# START OF Reading text
Member of The Guild of Food Writers
Member of The Guild of Food Writers

Meet chef Quique Dacosta at the world’s first changing restaurant in Dubai

Chef Quique Dacosta - Palazzo Versace Dubai - Dubai restaurants

Chef Quique Dacosta at Palazzo Versace Dubai

Chef Quique Dacosta’s avant-garde restaurant in the village of Denia, in the south-east of Spain boasts three Michelin stars and sits at number 39 on the World’s 50 Best restaurant list. He also owns one Michelin star El Poblet, and a couple of other restaurants in Valencia. Born in 1972 in the south-west of Spain, Quique started cooking in restaurant kitchens at the age of 14. Three years later in 1989 he moved to Le Poblet, and within a decade he had worked his way to head chef and owner renaming the restaurant Quique Dacosta. He is completely self-taught, yet holds an Honorary Doctorate in Fine Arts bestowed for his contribution to culinary artistry. He is now in Dubai with his team helming a three-month pop-up at Palazzo Versace’s Enigma restaurant which will change its chef four times a year – a ground-breaking concept that is not just a first for Dubai, but the world.

Quique’s interactive dining experience, just open, unearths an ‘untold story’ themed ‘vanguard’ and surprisingly, given high team and produce import costs is only slightly pricier than dining at his restaurant in Denia (AED738 for a tasting menu in Denia, versus AED750 here on weekdays and AED850 on weekends – or even cheaper with an AED650 early bird price if booked by tomorrow). The humble, calm and collected chef reveals more in our interview here, including his wish for his own restaurant in Dubai. At the same time, we also chat to the brains behind the concept, French-Spaniard Patrick Robineau, Palazzo Versace’s hotel manager, to probe on who the next chef might be, and how the restaurant will achieve consistency.
# END OF Reading text
### Written tasks
1 - Reproduce the passage of the article on chef Quique Dacosta from "Quique’s interactive dining" to "will achieve consistency.".
2 - Continue the article on chef Quique Dacosta's Dubai pop-up from the point at which it ends.
# START OF Supplied records
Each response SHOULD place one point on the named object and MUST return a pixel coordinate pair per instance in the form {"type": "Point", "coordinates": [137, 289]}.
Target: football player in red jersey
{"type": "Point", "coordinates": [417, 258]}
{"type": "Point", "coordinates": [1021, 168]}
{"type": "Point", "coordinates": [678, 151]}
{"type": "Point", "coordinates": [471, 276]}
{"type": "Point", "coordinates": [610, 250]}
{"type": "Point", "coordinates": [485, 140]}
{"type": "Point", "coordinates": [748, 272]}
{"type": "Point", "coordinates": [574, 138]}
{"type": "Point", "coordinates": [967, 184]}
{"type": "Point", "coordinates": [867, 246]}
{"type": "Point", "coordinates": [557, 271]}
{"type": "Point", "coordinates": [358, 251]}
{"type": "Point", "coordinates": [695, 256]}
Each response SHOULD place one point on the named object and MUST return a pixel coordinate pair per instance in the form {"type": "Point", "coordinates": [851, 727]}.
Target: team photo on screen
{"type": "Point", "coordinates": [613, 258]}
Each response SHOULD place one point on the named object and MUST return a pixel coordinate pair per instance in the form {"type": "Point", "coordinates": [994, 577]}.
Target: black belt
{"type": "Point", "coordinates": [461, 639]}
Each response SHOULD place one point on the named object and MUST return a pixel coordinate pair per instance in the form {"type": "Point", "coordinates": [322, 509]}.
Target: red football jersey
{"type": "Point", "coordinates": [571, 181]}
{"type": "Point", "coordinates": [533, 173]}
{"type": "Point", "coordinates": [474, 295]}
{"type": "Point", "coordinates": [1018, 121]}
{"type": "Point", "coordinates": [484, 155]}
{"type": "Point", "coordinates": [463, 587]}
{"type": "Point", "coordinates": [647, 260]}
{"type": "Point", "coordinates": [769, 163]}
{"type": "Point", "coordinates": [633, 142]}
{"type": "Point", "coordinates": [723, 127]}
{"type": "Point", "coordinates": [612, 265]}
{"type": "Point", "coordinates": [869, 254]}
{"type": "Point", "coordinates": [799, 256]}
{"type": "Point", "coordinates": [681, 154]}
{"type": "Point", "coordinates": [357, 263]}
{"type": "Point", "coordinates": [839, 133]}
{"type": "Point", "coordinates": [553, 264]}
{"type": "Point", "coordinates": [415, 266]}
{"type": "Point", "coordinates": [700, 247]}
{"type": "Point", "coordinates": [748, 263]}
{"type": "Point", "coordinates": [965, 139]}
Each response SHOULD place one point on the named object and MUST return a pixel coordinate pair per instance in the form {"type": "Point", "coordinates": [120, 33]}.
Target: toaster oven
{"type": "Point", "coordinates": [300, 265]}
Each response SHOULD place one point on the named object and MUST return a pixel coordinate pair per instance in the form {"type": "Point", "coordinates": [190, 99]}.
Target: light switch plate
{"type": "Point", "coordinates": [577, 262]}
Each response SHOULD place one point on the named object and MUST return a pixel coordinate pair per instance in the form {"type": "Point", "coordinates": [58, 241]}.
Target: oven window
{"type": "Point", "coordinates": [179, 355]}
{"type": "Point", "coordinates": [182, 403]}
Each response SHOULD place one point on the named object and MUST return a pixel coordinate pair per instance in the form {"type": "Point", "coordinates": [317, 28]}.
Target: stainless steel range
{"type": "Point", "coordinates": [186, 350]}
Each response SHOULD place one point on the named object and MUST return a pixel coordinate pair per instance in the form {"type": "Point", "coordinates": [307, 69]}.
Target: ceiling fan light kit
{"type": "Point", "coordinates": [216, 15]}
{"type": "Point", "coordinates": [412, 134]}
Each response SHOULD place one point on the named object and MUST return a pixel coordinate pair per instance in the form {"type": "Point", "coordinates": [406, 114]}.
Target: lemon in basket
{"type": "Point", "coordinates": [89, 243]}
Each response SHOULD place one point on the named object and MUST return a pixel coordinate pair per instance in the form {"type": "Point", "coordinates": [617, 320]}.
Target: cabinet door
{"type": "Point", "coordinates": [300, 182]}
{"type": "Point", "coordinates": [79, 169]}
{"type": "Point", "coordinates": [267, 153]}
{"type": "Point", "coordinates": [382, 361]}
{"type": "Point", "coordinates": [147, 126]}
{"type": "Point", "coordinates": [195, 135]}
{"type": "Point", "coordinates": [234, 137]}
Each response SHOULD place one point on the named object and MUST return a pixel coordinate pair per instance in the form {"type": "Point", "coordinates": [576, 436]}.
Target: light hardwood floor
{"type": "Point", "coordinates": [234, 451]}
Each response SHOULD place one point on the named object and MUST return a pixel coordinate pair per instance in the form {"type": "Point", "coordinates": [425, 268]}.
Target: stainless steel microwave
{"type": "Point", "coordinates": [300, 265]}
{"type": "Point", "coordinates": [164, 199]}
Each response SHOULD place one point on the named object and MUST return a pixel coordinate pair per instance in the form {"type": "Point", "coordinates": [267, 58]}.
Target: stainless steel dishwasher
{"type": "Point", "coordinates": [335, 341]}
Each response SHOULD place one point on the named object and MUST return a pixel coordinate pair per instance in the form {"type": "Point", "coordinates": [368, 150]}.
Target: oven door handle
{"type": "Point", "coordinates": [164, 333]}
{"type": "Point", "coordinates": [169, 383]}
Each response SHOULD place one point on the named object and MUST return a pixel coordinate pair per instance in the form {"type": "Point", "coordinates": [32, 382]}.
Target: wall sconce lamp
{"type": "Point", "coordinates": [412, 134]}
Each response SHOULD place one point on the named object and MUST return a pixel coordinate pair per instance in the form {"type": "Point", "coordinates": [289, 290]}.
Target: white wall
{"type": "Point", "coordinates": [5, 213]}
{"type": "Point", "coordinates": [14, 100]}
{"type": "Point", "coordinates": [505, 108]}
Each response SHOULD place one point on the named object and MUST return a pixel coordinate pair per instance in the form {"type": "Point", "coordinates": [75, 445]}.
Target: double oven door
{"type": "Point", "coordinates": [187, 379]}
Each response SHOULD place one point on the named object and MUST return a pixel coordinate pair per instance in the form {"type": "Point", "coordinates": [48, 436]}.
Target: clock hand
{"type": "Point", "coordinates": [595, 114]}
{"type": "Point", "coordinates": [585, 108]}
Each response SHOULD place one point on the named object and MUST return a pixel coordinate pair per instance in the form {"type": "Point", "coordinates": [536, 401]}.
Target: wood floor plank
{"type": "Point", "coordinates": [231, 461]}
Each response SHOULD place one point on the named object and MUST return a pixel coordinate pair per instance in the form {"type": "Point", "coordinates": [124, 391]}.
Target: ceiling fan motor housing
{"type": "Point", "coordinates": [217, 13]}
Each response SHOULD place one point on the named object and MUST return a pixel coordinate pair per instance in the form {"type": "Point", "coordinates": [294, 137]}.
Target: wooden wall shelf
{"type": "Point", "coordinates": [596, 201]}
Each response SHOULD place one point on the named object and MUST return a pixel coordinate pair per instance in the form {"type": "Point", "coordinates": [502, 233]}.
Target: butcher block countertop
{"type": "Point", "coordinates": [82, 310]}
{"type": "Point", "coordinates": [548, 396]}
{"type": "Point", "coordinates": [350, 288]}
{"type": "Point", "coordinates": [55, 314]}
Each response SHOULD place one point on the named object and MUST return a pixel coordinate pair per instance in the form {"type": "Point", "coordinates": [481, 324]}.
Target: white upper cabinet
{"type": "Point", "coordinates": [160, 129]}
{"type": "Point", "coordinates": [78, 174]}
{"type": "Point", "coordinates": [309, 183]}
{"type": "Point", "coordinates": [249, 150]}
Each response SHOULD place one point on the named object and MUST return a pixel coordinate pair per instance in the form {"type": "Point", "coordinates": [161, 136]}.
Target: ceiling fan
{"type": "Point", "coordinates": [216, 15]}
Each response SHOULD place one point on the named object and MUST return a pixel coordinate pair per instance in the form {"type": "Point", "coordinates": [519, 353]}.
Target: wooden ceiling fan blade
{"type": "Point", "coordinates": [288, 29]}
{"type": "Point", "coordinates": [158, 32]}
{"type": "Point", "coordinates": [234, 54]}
# END OF Supplied records
### Results
1 -
Quique’s interactive dining experience, just open, unearths an ‘untold story’ themed ‘vanguard’ and surprisingly, given high team and produce import costs is only slightly pricier than dining at his restaurant in Denia (AED738 for a tasting menu in Denia, versus AED750 here on weekdays and AED850 on weekends – or even cheaper with an AED650 early bird price if booked by tomorrow). The humble, calm and collected chef reveals more in our interview here, including his wish for his own restaurant in Dubai. At the same time, we also chat to the brains behind the concept, French-Spaniard Patrick Robineau, Palazzo Versace’s hotel manager, to probe on who the next chef might be, and how the restaurant will achieve consistency.

2 -
With Quique Dacosta, and his restaurant manager-cum-Spanish interpreter Didier:

  • Can you explain your Vanguard concept, and what diners can expect over the next three months? From the dictionary definition Vanguard is a person or a group of people who are a little bit in advance of others, and in our case, cooking.
  • So will you take guests into the future with the dining experience? The future is the next second. The menu is something that has never been experienced before; something very new. The magic will pop up every night with the combination of service and food, but with the help of the diner. The magic and the soul of the experience will be different every night; for us as well.
  • Will you offer a choice of two menus here in Dubai like you have in Denia? Here it’s going to be something that has nothing to do with Denia. We designed the menu to give emotion, to seduce people and to show them something different that they have never seen before. We wanted as well to challenge, using new techniques and new textures that maybe in this part of the world guests are not used to. Things vanish in your mouth and produce will remind you of your childhood, but with a complete twist.
  • Your main restaurant in Denia is closed until next month. So how long are you here for? We have 15 people from our team here for the whole three months, and I am here until the 18th [January] and will then visit regularly.
  • Your cooking style only uses local ingredients from a 75 kilometre radius. Are you importing ingredients for Dubai or are you going to be inspired locally and source ingredients here? It’s going to be a combination of both, because obviously Denia is not Dubai and Dubai is not Denia. We will bring some produce, and we will also use local ingredients to incorporate a vision of both worlds. Depending on the ingredient, where you get it from is not relevant.
  • Surely it is relevant? It’s not relevant in cooking. For example, if I take local tomatoes, cucumbers, some bread and olive oil, I can make a Spanish gazpacho with only local produce.
  • But when ingredients are imported here you often lose flavour? Or not depending what you import. In the 12 hours you are travelling, there are things that don’t even move and you don’t see changes. There are enough options around the world and we have enough recipes and experience to make sure what we serve is going to be high quality. Basically there are three steps in cooking – first use the best produce you can; secondly the manipulation and the technique you are going to give it; and finally what you are going to serve with it. So you want to have everything under control and to make sure you first have the basic produce and then you can elaborate your own cooking.
  • Can you give some examples of local ingredients on the menu? I can tell you that we came only with herbs from Denia; the rest is local.
  • But surely it won’t just be UAE local, you must be importing from elsewhere in the region and the world? Yes.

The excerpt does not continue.